Overview of Kubeflow Pipelines

Understanding the goals and main concepts of Kubeflow Pipelines

Kubeflow Pipelines is a platform for building and deploying portable, scalable machine learning (ML) workflows based on Docker containers.

Quickstart

Run your first pipeline by following the pipelines quickstart guide.

What is Kubeflow Pipelines?

The Kubeflow Pipelines platform consists of:

  • A user interface (UI) for managing and tracking experiments, jobs, and runs.
  • An engine for scheduling multi-step ML workflows.
  • An SDK for defining and manipulating pipelines and components.
  • Notebooks for interacting with the system using the SDK.

The following are the goals of Kubeflow Pipelines:

  • End-to-end orchestration: enabling and simplifying the orchestration of machine learning pipelines.
  • Easy experimentation: making it easy for you to try numerous ideas and techniques and manage your various trials/experiments.
  • Easy re-use: enabling you to re-use components and pipelines to quickly create end-to-end solutions without having to rebuild each time.

Kubeflow Pipelines is available as a core component of Kubeflow or as a standalone installation.

Due to kubeflow/pipelines#1700, the container builder in Kubeflow Pipelines currently prepares credentials for Google Cloud Platform (GCP) only. As a result, the container builder supports only Google Container Registry. However, you can store the container images on other registries, provided you set up the credentials correctly to fetch the image.

What is a pipeline?

A pipeline is a description of an ML workflow, including all of the components in the workflow and how they combine in the form of a graph. (See the screenshot below showing an example of a pipeline graph.) The pipeline includes the definition of the inputs (parameters) required to run the pipeline and the inputs and outputs of each component.

After developing your pipeline, you can upload and share it on the Kubeflow Pipelines UI.

A pipeline component is a self-contained set of user code, packaged as a Docker image, that performs one step in the pipeline. For example, a component can be responsible for data preprocessing, data transformation, model training, and so on.

See the conceptual guides to pipelines and components.

Example of a pipeline

The screenshots and code below show the xgboost-training-cm.py pipeline, which creates an XGBoost model using structured data in CSV format. You can see the source code and other information about the pipeline on GitHub.

The runtime execution graph of the pipeline

The screenshot below shows the example pipeline’s runtime execution graph in the Kubeflow Pipelines UI:

XGBoost results on the pipelines UI

The Python code that represents the pipeline

Below is an extract from the Python code that defines the xgboost-training-cm.py pipeline. You can see the full code on GitHub.

Recorded data:
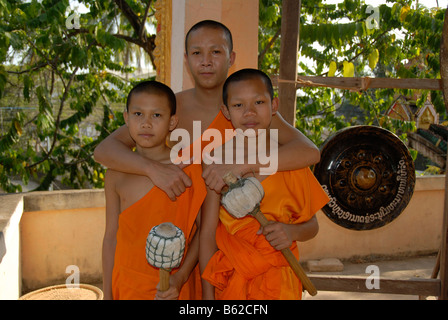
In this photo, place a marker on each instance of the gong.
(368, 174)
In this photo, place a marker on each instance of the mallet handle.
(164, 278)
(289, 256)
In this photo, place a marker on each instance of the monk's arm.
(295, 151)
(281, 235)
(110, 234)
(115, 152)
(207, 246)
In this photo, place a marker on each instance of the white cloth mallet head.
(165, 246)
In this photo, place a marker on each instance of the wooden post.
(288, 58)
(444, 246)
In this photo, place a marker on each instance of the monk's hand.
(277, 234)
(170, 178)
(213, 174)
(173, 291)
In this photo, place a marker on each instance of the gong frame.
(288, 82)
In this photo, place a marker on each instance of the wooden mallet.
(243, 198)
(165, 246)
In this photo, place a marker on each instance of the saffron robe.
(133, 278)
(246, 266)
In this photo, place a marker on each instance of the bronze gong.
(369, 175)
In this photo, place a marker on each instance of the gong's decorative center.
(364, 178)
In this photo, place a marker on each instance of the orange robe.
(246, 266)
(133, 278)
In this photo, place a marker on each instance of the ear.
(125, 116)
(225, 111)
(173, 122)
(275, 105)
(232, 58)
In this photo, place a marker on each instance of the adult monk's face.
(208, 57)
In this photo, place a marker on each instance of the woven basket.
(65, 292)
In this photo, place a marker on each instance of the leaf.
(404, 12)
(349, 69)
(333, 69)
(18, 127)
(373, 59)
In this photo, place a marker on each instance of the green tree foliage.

--

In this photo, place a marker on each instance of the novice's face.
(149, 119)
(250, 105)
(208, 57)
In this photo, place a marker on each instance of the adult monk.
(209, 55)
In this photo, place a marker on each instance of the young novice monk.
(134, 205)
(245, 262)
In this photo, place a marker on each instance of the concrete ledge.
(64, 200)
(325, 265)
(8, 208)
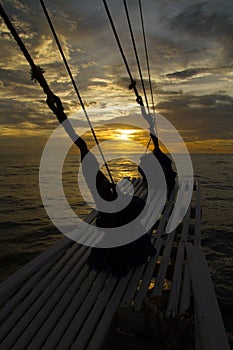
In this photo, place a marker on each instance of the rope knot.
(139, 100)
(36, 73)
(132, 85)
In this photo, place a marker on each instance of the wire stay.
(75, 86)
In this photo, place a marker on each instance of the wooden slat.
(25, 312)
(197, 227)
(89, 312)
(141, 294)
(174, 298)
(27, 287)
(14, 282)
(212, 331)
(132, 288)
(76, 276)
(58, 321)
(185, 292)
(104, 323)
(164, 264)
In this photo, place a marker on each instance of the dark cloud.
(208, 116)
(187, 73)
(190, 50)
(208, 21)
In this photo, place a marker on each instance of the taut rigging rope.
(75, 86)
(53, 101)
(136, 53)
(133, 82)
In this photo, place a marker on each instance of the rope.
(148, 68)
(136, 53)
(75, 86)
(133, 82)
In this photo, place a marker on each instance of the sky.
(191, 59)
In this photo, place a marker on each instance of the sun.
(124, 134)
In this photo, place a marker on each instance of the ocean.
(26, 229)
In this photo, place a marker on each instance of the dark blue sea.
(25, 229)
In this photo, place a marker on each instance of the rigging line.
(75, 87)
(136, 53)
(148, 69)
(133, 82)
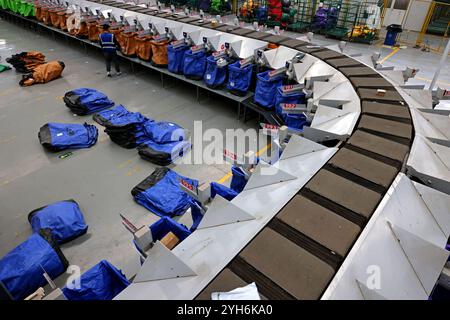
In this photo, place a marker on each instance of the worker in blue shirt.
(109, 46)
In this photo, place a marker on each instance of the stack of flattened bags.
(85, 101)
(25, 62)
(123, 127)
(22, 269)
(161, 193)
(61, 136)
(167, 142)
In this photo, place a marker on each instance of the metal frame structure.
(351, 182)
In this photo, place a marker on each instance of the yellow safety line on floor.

--

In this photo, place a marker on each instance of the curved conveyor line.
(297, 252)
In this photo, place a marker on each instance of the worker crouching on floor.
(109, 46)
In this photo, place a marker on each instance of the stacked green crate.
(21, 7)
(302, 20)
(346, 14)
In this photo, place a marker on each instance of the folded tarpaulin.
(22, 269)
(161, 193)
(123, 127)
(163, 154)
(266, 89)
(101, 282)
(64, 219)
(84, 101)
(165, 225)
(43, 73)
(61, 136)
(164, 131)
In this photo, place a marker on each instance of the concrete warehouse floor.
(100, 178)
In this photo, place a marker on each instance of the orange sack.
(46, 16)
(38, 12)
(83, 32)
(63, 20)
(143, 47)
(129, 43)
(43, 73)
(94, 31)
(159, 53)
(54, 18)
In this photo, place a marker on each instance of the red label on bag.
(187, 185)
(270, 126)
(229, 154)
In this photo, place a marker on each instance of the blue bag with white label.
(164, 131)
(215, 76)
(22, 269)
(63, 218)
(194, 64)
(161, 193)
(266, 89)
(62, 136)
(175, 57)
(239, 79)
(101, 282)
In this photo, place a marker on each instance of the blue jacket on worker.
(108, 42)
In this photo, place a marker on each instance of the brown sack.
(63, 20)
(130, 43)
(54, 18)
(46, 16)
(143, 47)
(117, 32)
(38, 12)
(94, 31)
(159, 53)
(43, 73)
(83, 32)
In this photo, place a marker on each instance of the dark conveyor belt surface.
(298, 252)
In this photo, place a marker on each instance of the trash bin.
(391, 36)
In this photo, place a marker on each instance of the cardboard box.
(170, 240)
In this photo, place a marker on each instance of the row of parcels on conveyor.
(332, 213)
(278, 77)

Complete the following:
[A] Write out the part of the Kubeflow Pipelines overview from "Run your first" to "using the SDK.".
[B] In the Kubeflow Pipelines overview, which container registry does the container builder support?
Rely only on the Kubeflow Pipelines overview for what follows, not on the items.

Problem solutions:
[A]
Run your first pipeline by following the pipelines quickstart guide.

What is Kubeflow Pipelines?

The Kubeflow Pipelines platform consists of:

  • A user interface (UI) for managing and tracking experiments, jobs, and runs.
  • An engine for scheduling multi-step ML workflows.
  • An SDK for defining and manipulating pipelines and components.
  • Notebooks for interacting with the system using the SDK.

[B] It supports only Google Container Registry.